PAGE EXTRACT
◆ ◆ ◆ ◆ ◆ ◆ ◆

The Breakdown: Ruth Royall breaks down her production workflow
The D&B producer and vocalist opens up her DAW for the latest edition of The Breakdown
In our new video series The Breakdown, we shoot artists and producers in the studio showing us the gear and techniques behind some of their best tracks.
Although Bristol-based drum & bass artist Ruth Royall only has a handful of singles to her name, she’s no newcomer to the music world. Since the age of 14, Royall has been working professionally as a vocalist.
She’s previously recorded an album as a jazz musician and she has worked on numerous film and TV projects before eventually making her mark on the drum & bass world.
We caught up with Ruth in her Bristol garden studio to find out more about her journey from session musician to DnB producer, her gospel-inspired vocal chain and how she’s learning her craft through collaboration.
Tell us a little about how you got into music originally?

◆ ◆ ◆ ◆ ◆ ◆ ◆

SUPPLIED INFORMATION
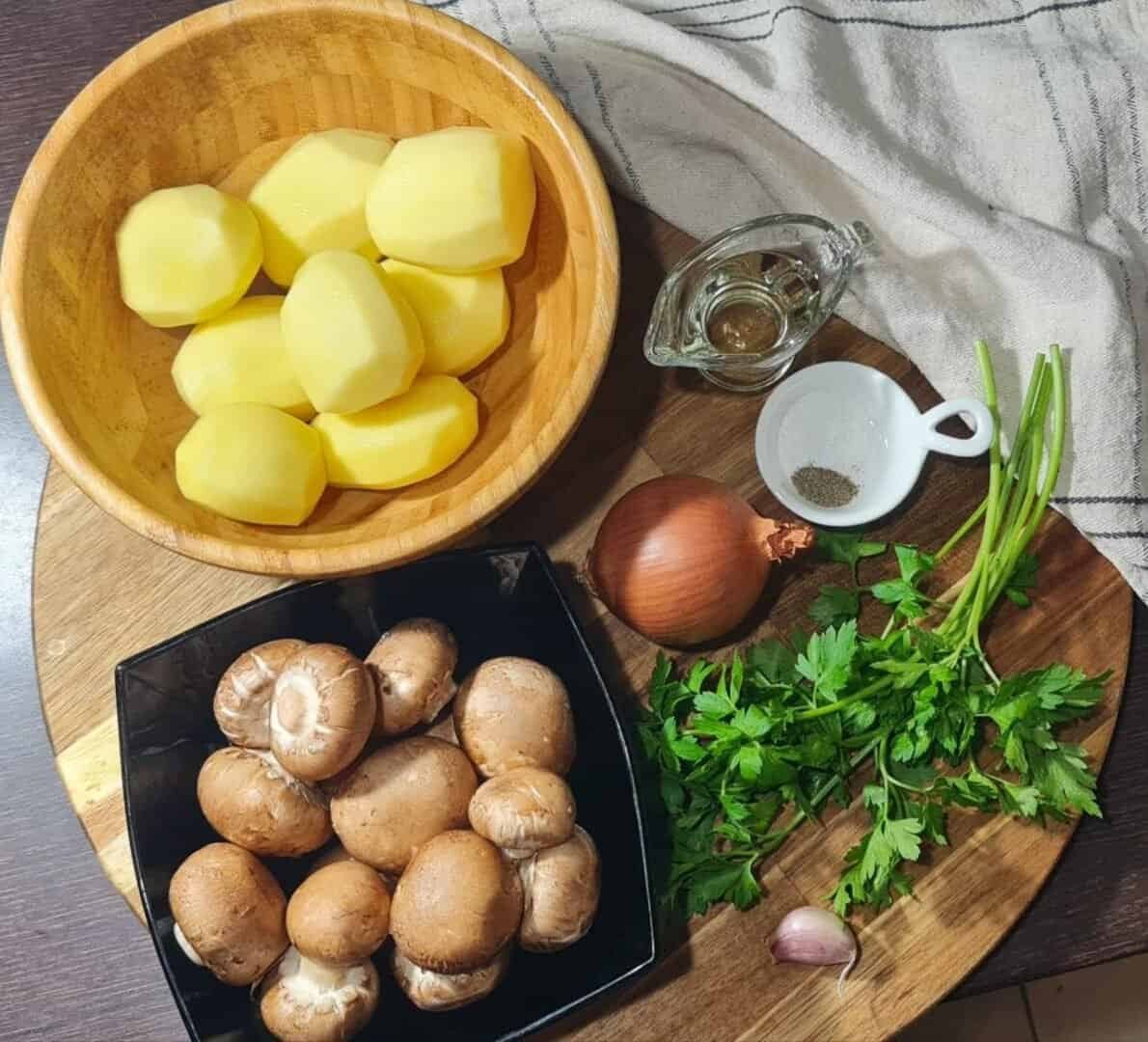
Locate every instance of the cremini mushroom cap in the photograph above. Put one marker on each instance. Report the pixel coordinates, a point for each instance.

◆ ◆ ◆ ◆ ◆ ◆ ◆

WHAT THIS TASK INVOLVES
Return the part of the Ruth Royall article from "She’s previously recorded" to "drum & bass world.", copied word for word. The listing is separate material, apart from the Ruth Royall article.

TASK SOLUTION
She’s previously recorded an album as a jazz musician and she has worked on numerous film and TV projects before eventually making her mark on the drum & bass world.